§ Aim
Return the data below word for word, keeping every line unchanged and in its original order.

--- begin Given records ---

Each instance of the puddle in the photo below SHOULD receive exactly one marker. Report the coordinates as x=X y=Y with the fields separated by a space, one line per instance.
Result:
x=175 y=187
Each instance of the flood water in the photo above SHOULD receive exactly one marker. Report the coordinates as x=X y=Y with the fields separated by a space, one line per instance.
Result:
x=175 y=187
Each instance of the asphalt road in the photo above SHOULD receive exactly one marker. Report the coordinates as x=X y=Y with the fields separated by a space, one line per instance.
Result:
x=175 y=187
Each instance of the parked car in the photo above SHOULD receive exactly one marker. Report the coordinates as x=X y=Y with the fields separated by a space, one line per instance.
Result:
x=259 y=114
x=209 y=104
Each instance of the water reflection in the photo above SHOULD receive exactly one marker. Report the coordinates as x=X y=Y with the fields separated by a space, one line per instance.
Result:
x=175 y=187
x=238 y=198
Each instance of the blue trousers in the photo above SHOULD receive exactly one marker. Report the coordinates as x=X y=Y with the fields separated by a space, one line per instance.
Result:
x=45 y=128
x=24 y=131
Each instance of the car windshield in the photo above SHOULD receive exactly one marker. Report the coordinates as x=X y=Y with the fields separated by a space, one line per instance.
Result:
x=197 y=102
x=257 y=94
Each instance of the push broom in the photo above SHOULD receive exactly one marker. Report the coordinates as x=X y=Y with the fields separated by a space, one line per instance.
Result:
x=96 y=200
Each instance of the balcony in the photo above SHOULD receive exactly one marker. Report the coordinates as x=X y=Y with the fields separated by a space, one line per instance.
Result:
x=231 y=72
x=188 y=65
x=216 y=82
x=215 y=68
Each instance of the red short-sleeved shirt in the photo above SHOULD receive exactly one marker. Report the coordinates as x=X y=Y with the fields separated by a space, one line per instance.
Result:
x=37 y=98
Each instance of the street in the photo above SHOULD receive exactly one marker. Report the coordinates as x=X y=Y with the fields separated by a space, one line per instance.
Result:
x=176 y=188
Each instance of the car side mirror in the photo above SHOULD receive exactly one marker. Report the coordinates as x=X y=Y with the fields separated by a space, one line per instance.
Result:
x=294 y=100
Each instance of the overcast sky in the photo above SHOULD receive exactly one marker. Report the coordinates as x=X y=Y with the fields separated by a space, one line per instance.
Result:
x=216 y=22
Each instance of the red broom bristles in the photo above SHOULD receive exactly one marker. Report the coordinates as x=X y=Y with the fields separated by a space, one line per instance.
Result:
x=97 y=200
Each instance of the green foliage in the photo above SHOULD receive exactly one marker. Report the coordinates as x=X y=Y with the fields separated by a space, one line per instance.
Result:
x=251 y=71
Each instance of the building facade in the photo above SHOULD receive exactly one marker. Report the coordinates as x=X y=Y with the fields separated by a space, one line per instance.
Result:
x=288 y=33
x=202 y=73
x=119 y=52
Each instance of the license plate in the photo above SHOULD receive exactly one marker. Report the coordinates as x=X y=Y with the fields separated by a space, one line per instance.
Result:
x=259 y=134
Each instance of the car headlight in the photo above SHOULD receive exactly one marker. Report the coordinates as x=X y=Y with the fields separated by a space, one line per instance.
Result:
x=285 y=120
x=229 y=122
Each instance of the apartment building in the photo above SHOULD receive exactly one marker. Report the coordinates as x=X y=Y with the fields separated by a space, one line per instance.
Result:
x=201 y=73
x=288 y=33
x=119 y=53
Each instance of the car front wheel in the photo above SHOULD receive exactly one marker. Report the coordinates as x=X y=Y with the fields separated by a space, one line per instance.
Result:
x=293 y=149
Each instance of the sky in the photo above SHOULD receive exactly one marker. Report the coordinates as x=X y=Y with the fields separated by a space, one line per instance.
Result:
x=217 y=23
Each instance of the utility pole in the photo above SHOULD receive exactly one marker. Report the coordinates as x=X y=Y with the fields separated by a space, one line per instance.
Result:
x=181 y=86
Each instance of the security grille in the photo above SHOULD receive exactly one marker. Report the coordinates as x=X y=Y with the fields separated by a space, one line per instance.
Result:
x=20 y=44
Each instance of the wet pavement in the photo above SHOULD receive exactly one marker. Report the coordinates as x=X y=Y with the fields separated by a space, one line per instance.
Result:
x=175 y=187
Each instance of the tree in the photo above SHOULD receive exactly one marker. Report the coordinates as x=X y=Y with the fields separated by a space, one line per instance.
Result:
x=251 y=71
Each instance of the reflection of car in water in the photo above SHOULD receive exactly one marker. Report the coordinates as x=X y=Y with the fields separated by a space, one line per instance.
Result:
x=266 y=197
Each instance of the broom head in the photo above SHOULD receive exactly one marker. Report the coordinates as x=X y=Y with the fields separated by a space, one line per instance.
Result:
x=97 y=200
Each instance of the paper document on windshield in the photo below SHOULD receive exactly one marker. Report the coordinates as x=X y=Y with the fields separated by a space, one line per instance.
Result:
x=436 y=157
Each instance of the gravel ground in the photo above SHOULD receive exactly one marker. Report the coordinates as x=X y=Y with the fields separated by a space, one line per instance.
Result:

--- end Given records ---

§ Answer to the task
Each instance of the puddle in the photo below SHOULD receive exactly one marker. Report the coordinates as x=X y=Y with the fields separated by a space, one line per instance.
Result:
x=175 y=187
Each instance of the flood water in the photo above SHOULD receive exactly one marker. Report the coordinates as x=X y=Y with the fields separated by a space, one line per instance.
Result:
x=175 y=187
Each instance of the asphalt road in the photo above SHOULD receive exactly one marker. Report the coordinates as x=X y=Y with the fields separated by a space, one line per instance.
Result:
x=175 y=187
Each instance of the parked car in the photo above SHOULD receive exactly one marker. Report the coordinates as x=X y=Y with the fields separated by a space, one line per instance.
Result:
x=259 y=114
x=209 y=104
Each instance of the water reflection in the photo above SHOULD receive exactly one marker. Report the coordinates as x=X y=Y with the fields separated by a space, one line per instance.
Result:
x=175 y=187
x=238 y=198
Each instance of the blue trousers in the photo above SHOULD receive exactly one marker. Report the coordinates as x=X y=Y with the fields separated by a space, one line per instance.
Result:
x=45 y=128
x=24 y=131
Each instance of the car windshield in the photo above SHOULD receive exactly one marker. Report the coordinates as x=X y=Y with the fields separated by a space, one line per instance.
Result:
x=197 y=102
x=257 y=94
Each instance of the push broom in the photo above SHOULD receive exactly one marker. Report the coordinates as x=X y=Y with the fields separated by a space, one line per instance.
Result:
x=96 y=200
Each instance of the balcony in the photo above SHOULD receive exactly one marker. Report the coordinates as x=X y=Y with the fields separated by a space, one line per instance.
Result:
x=231 y=72
x=188 y=65
x=216 y=82
x=215 y=68
Each instance of the red short-sleeved shirt in the photo above SHOULD receive exactly one marker. Report the coordinates as x=X y=Y with the fields separated by a space, one line per instance.
Result:
x=37 y=98
Each instance of the street in the photo above SHOULD receive exactly one marker. Report the coordinates as x=X y=Y with the fields separated by a space, one line per instance.
Result:
x=176 y=188
Each instance of the car side mirror in the photo above SHOULD receive exactly one marker. Report the coordinates as x=X y=Y with the fields separated by a space, one line per instance.
Result:
x=294 y=100
Each instance of the overcast sky in the photo above SHOULD receive exactly one marker. Report the coordinates as x=X y=Y with the fields separated by a space, one line per instance.
Result:
x=216 y=22
Each instance of the red broom bristles in the photo above SHOULD receive exactly one marker. Report the coordinates as x=X y=Y with the fields separated by a space, one line per instance.
Result:
x=97 y=200
Each instance of the green foliage in the photo above SHOULD receive exactly one marker. Report the coordinates as x=X y=Y with the fields separated by a space, one line per instance.
Result:
x=251 y=71
Each instance of the building facade in the photo above SHOULD receive exactly one marker. Report the coordinates as x=X y=Y with the fields separated by a space, one line per instance.
Result:
x=288 y=33
x=202 y=73
x=119 y=52
Each instance of the license plate in the photo above SHOULD receive exactly one marker. Report the coordinates as x=X y=Y with the fields separated by a space, one line per instance.
Result:
x=259 y=134
Each instance of the car headlight in the photo above SHOULD receive exactly one marker. Report the coordinates as x=X y=Y with the fields separated by a space, one line per instance.
Result:
x=285 y=120
x=229 y=122
Each instance of the apartment building in the photo above SHOULD receive exactly one marker. Report the coordinates as x=X y=Y with the fields separated by a space, one line per instance.
Result:
x=201 y=73
x=288 y=33
x=119 y=53
Each instance of the car front wheel in the photo above SHOULD receive exactly one marker. Report the coordinates as x=X y=Y with the fields separated by a space, one line per instance.
Result:
x=293 y=149
Each instance of the sky in the photo above SHOULD receive exactly one marker. Report the coordinates as x=X y=Y with the fields separated by a space, one line per instance.
Result:
x=217 y=23
Each instance of the utility pole in the photo above SHOULD receive exactly one marker. Report the coordinates as x=X y=Y with the fields separated by a space, one line per instance.
Result:
x=181 y=86
Each instance of the security grille in the photo above SHOULD receive exactly one marker. Report the coordinates as x=X y=Y with the fields separated by a space, one line per instance.
Result:
x=20 y=44
Each instance of the wet pavement in the photo above SHOULD receive exactly one marker. Report the coordinates as x=X y=Y with the fields separated by a space, one line per instance.
Result:
x=175 y=187
Each instance of the tree in the photo above SHOULD receive exactly one marker. Report the coordinates as x=X y=Y with the fields separated by a space, one line per instance.
Result:
x=251 y=71
Each instance of the reflection of car in water in the photo above SHOULD receive exactly one marker. Report the coordinates as x=X y=Y with the fields separated by a space, one line per instance.
Result:
x=266 y=197
Each instance of the broom head in the photo above SHOULD receive exactly one marker. Report the coordinates as x=X y=Y with the fields separated by a space, one line per instance.
Result:
x=97 y=200
Each instance of the paper document on windshield in the photo below SHOULD receive exactly one marker. Report the coordinates as x=X y=Y with the fields separated by a space, one line per instance.
Result:
x=436 y=157
Each instance of the gravel ground in the photo above SHOULD receive exactly one marker. Report the coordinates as x=X y=Y with the fields separated by a space, one line per instance.
Result:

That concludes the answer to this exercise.